**EXTRACT**.
<<<<
Scrubbing is a technique that enables a user (e.g., via using a client device) to navigate through data, such as video data. For example, scrubbing enables users to explore and interact with specific points or sections within a dataset by manipulating a control element along a designated axis or timeline.
Some implementations described herein relate to a method of retrieving images from a server device for video scrubbing at a client device. The method may include detecting, by a client device, user input indicating a requested time along a timeline of a video, the video stored at the server device; checking, by the client device, if a cached image having a timestamp within a precision margin of the requested time is stored in a memory of the client device; under a condition that the cached image is present in the memory, retrieving, by the client device, the cached image from the memory of the client device; under a condition that the cached image is not present in the memory, retrieving, by the client device and from the server device, a corresponding image; and adjusting, by the client device, a size of the precision margin to be proportional to a length of the timeline such that the size of the precision margin proportionally increases and decreases with the length of the timeline.
Some implementations described herein relate to a system for retrieving images from a server device for video scrubbing at a client device. The system may include one or more processors communicatively coupled to the one or more memories. The one or more processors may be configured to detect user input indicating a requested time along a timeline of a video, the video stored at the server device; check if a cached image having a timestamp within a precision margin of the requested time is stored in a memory of the client device; under a condition that the cached image is present in the memory, retrieve the cached image from the memory of the client device; and under a condition that the cached image is not present in the memory, retrieve, from the server device, a corresponding image, wherein a size of the precision margin is proportional to a length of the timeline such that the size of the precision margin proportionally increases and decreases with the length of the timeline.
>>>>
**BRIEF**. In the text on video scrubbing, list every step the client device performs in the method of retrieving images from a server device.

**DATASET**.
<<<<
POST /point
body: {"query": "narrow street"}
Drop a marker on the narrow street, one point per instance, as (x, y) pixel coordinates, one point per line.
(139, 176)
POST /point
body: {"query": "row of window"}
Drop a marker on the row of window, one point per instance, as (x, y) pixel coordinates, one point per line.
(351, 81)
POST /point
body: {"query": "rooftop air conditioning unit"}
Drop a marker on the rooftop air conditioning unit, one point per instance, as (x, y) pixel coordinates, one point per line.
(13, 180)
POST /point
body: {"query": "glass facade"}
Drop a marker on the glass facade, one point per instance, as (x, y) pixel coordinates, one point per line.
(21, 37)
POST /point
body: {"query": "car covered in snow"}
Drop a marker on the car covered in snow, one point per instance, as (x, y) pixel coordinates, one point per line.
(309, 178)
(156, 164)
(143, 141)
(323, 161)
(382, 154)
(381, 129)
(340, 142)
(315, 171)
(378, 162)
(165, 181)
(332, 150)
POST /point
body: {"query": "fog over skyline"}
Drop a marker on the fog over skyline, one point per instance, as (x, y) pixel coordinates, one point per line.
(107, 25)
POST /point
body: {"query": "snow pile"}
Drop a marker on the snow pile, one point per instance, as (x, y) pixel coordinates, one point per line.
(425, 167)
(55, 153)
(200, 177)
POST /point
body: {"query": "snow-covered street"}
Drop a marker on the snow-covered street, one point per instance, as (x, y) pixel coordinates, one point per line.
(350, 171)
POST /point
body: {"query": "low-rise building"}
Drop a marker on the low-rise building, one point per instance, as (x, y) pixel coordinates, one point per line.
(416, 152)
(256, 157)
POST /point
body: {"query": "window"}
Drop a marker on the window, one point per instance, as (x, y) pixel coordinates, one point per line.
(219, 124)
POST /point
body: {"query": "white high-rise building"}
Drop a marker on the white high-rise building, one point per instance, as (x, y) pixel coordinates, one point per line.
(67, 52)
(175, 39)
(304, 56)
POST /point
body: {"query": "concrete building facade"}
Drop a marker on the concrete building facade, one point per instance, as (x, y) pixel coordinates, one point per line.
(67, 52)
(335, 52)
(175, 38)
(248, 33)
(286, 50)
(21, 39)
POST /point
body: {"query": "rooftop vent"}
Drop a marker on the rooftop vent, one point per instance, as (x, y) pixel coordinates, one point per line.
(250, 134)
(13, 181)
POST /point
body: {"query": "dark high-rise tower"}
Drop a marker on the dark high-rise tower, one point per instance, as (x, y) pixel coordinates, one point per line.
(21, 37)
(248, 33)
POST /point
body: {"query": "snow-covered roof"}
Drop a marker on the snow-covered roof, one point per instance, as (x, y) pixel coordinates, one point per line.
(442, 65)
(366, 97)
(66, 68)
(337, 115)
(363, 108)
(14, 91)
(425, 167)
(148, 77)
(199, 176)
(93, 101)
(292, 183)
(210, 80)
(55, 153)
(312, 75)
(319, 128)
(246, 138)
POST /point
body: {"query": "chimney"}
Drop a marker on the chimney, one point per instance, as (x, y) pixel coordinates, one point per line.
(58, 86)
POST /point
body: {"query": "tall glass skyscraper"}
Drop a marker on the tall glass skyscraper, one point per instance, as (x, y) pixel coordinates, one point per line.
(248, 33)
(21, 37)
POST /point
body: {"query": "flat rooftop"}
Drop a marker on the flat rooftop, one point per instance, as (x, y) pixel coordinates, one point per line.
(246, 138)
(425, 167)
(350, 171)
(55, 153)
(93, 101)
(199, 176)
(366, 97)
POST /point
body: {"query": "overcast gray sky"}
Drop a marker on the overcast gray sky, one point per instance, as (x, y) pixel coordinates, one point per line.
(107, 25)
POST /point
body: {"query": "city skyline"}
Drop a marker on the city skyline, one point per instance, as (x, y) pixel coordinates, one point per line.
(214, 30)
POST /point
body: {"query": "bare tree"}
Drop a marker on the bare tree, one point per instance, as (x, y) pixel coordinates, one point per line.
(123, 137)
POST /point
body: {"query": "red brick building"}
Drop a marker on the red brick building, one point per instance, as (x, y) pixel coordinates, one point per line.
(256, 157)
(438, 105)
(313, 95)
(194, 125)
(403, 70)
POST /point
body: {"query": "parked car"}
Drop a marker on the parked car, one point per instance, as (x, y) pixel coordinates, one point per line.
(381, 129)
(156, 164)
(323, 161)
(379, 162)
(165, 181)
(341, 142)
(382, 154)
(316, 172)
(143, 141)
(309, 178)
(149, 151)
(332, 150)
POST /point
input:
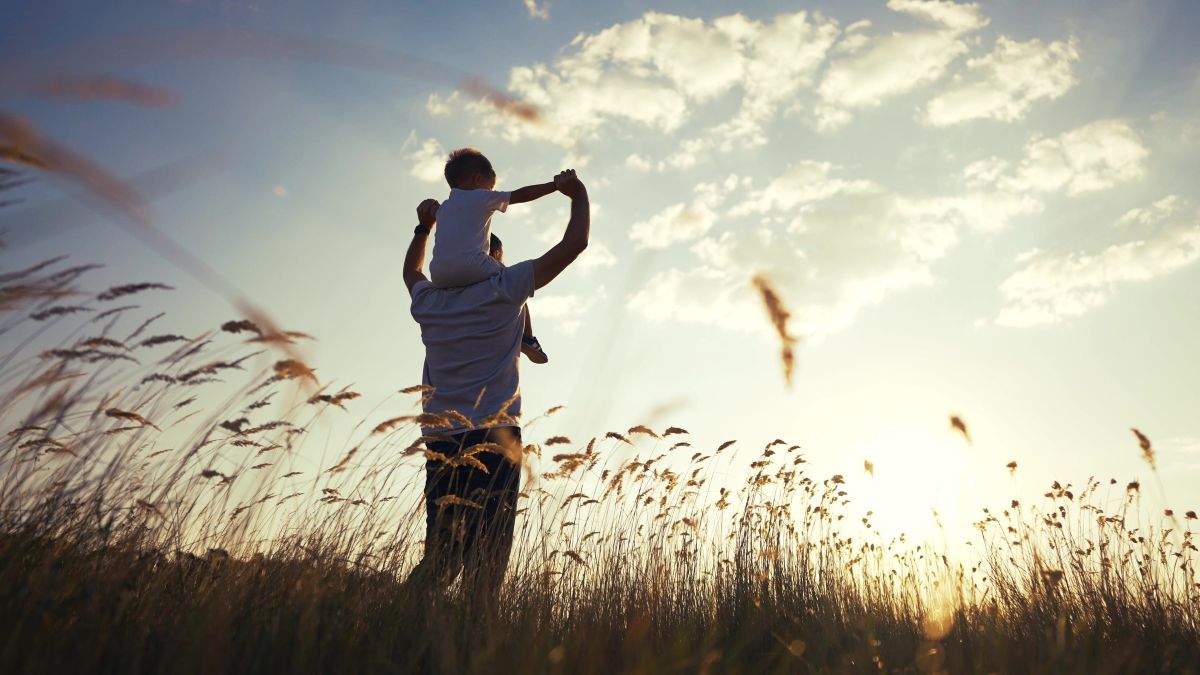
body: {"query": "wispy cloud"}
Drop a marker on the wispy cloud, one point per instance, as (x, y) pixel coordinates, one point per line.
(1006, 83)
(1051, 288)
(538, 11)
(429, 159)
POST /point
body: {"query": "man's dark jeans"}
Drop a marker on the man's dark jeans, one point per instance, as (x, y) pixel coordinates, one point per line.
(469, 512)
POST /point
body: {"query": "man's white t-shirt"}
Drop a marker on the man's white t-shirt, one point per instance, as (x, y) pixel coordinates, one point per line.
(472, 338)
(461, 238)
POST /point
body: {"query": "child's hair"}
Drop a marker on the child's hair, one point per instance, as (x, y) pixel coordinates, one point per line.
(463, 163)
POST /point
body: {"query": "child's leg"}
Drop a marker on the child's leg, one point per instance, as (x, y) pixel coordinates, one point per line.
(462, 270)
(529, 345)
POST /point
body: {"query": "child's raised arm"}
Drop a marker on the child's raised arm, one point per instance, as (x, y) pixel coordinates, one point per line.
(531, 192)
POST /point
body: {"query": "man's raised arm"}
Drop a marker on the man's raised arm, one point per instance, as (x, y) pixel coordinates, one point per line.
(575, 239)
(414, 260)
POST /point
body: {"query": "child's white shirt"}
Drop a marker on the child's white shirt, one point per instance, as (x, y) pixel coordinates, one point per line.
(462, 237)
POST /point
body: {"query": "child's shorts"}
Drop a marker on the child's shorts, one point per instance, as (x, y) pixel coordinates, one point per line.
(462, 270)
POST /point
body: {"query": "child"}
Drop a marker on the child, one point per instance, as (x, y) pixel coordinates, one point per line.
(529, 345)
(462, 250)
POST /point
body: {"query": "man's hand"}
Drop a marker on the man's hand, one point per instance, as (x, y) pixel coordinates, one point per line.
(427, 213)
(568, 184)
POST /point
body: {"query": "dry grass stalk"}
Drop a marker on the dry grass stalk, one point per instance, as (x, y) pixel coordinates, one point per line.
(779, 317)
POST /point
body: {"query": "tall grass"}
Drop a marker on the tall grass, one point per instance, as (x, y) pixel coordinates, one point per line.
(160, 512)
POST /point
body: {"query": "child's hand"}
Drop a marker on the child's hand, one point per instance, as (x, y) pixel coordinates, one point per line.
(568, 184)
(427, 213)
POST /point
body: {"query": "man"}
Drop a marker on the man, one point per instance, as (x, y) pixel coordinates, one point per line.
(472, 338)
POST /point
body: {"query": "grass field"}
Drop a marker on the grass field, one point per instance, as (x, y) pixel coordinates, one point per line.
(151, 520)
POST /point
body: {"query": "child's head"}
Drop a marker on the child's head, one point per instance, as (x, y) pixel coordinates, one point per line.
(496, 249)
(467, 168)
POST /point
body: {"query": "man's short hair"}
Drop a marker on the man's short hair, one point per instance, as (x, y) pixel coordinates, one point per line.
(466, 162)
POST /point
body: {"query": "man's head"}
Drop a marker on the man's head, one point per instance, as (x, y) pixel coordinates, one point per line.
(496, 249)
(467, 168)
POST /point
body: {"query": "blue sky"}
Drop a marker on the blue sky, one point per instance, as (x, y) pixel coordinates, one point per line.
(979, 209)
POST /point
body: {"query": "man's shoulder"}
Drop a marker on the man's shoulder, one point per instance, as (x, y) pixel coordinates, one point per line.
(516, 281)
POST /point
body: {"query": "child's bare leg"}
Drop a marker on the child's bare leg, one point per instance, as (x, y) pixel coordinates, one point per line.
(529, 346)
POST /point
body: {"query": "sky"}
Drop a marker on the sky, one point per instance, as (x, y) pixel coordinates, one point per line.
(981, 209)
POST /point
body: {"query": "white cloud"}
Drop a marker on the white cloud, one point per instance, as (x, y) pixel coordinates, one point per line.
(563, 312)
(1096, 156)
(1048, 288)
(538, 11)
(801, 184)
(1153, 214)
(597, 256)
(429, 160)
(637, 162)
(874, 70)
(1003, 84)
(442, 106)
(655, 70)
(1091, 157)
(832, 246)
(683, 221)
(957, 17)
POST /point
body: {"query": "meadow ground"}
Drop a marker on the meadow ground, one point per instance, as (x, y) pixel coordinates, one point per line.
(153, 520)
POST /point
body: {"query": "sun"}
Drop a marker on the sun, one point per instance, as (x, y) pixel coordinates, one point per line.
(918, 483)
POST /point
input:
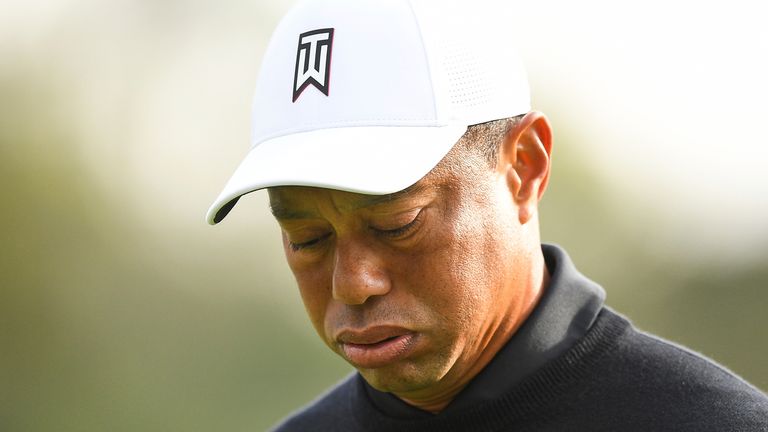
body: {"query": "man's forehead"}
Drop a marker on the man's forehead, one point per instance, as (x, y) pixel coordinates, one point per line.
(293, 202)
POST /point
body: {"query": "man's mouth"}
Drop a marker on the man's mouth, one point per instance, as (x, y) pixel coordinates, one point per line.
(377, 346)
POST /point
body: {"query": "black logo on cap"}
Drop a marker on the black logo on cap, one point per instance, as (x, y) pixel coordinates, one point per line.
(313, 61)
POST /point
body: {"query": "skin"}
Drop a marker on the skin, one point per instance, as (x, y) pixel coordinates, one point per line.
(454, 261)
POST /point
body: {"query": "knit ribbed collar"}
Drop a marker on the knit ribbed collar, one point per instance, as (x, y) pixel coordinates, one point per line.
(567, 309)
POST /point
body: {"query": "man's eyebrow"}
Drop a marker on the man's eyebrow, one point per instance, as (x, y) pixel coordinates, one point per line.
(373, 200)
(281, 212)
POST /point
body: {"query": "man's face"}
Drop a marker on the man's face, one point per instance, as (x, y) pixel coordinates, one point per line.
(409, 288)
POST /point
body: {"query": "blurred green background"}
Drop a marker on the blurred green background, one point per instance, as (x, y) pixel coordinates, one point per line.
(121, 310)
>>>>
**THE RESPONSE**.
- Detecting user input that indicates a requested time along a timeline of a video stored at the server device.
- Checking whether a cached image with a timestamp within a precision margin of the requested time is stored in its memory.
- Retrieving the cached image from its memory if the cached image is present.
- Retrieving a corresponding image from the server device if the cached image is not present.
- Adjusting the size of the precision margin to be proportional to the length of the timeline, so that it increases and decreases with that length.